掲載文.
私たちは、そういった世代や分野が異なる方たちに対して、同じ価値を提供しながらも、それぞれのユーザが求めるニーズ、解決してほしい課題に応えていけるようなサービスを開発し提供していきます。その点では、弊社は優秀なエンジニアやデザイナー、プランナーが数多くいますので、皆さんの期待に応えていけると信じています。

「足あと」機能の改修

2011年、mixiの変化の中でも大きなものの1つが、⁠足あと」機能の改修、2011年6月13日に提供された「先週の訪問者」です。この機能のリリースに踏み切った理由について聞いてみました。

笠原:

詳しくは弊社のブログをご覧いただくとわかるのですが、それを含めてご説明します。

改めて説明すると、まずよく誤解されがちな「足あと」をなくしたということではなくて、⁠足あと」をアップデートしたものだという機能になります。⁠先週の訪問者」「足あと」が持っていたメリット(知り合いからの訪問⁠フィードバック要素⁠⁠、つながりの感知)に加えて、⁠足あと」が持っていたデメリット、とくに、訪問という形から生まれるコミュニケーションの重さ、圧迫感の軽減です。たとえば、⁠足あとが付いたらコメントが欲しい」と思われてしまうのではないか、という感覚ですね。

収集データ.
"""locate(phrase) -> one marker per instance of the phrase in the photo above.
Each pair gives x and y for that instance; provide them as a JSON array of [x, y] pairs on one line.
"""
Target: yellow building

依頼内容.
a – 掲載文の「2011年、mixiの変化の中でも」で始まる段落を、主な事実を残して箇条書きに書き直してください。
b – 掲載文で、弊社に数多くいると述べられている職種をすべて挙げてください。
これらの資料は、掲載文とは別に用意されたものです。

課題ごとの回答.
a –
- 2011年のmixiの大きな変化の1つは「足あと」機能の改修である
- 改修後の機能は「先週の訪問者」として2011年6月13日に提供された
- この機能のリリースに踏み切った理由を聞いた

b –
- エンジニア
- デザイナー
- プランナー